Reproduce, character for character, the part of the entries below that opens with the line containing "[mark] the weathered" and closes with the line containing "Target: tree trunk", including both of those lines.

▶ **Data listing**:
-- START --
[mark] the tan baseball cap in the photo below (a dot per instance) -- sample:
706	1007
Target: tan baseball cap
-- END --
-- START --
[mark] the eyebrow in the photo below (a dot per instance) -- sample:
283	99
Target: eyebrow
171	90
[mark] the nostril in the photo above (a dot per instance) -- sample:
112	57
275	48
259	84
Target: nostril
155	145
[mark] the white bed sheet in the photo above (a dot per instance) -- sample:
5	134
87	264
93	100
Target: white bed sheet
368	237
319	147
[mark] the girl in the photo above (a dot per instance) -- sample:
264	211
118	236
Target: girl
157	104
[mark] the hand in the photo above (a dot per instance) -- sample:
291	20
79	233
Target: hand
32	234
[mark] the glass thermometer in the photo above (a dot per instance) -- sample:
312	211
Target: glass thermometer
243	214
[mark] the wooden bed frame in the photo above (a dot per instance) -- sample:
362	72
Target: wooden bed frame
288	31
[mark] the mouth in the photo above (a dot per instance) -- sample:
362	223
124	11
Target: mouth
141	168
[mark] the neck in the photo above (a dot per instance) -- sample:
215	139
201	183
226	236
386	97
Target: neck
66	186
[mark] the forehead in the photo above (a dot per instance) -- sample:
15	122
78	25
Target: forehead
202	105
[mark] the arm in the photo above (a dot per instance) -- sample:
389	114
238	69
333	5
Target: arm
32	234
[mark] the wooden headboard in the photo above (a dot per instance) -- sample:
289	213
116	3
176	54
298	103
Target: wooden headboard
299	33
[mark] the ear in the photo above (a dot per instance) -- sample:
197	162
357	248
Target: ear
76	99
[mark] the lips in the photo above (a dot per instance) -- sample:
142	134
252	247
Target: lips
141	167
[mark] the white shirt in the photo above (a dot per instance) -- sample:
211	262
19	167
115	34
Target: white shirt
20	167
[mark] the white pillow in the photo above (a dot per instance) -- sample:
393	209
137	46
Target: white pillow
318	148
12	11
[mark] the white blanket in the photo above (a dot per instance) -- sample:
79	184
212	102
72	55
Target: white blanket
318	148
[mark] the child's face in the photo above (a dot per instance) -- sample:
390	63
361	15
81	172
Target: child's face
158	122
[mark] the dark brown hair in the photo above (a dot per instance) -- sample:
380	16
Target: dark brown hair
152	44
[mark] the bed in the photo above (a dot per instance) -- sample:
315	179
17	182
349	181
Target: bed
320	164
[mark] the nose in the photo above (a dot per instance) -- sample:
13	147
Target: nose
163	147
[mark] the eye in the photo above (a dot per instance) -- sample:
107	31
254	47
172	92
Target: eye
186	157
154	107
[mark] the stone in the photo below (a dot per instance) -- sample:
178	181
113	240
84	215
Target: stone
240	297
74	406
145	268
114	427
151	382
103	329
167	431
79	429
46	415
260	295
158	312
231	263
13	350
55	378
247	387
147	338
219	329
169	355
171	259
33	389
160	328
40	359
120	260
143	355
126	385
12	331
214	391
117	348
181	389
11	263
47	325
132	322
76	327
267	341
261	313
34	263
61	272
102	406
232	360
-- END --
-- START --
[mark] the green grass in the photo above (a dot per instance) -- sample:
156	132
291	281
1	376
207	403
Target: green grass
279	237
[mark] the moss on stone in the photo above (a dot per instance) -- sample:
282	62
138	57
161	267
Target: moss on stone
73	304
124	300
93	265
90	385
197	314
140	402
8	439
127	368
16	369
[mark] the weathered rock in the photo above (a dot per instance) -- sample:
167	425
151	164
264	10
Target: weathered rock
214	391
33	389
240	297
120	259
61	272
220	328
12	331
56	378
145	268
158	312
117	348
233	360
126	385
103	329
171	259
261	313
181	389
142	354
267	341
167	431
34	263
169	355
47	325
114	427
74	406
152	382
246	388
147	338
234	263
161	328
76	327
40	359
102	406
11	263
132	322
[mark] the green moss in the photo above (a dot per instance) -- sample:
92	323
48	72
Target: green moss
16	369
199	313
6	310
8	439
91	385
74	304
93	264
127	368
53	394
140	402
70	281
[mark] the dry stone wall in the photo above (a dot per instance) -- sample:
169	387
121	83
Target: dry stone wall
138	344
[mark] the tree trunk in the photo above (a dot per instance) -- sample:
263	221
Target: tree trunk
-- END --
▶ **Result of this exercise**:
[mark] the weathered rock in the photo above (a dot per instance) -- sample:
167	425
151	164
264	10
Target: weathered rock
214	391
33	389
240	297
120	259
61	272
220	328
12	331
56	378
145	268
158	312
117	348
233	360
126	385
103	329
171	259
261	313
181	389
142	354
267	341
167	431
34	263
169	355
47	325
114	427
74	406
152	382
246	388
147	338
234	263
161	328
76	327
40	359
102	406
11	263
132	322
[mark] the green moss in the photo above (a dot per instance) -- sample:
92	323
48	72
Target: green moss
16	369
199	313
6	310
8	439
91	385
74	304
93	264
127	368
53	394
140	402
70	281
[mark] the dry stone wall in the photo above (a dot per instance) -- sample:
169	387
121	83
Target: dry stone wall
138	344
[mark] the tree trunk in the photo above (a dot per instance) -- sample:
263	221
Target: tree trunk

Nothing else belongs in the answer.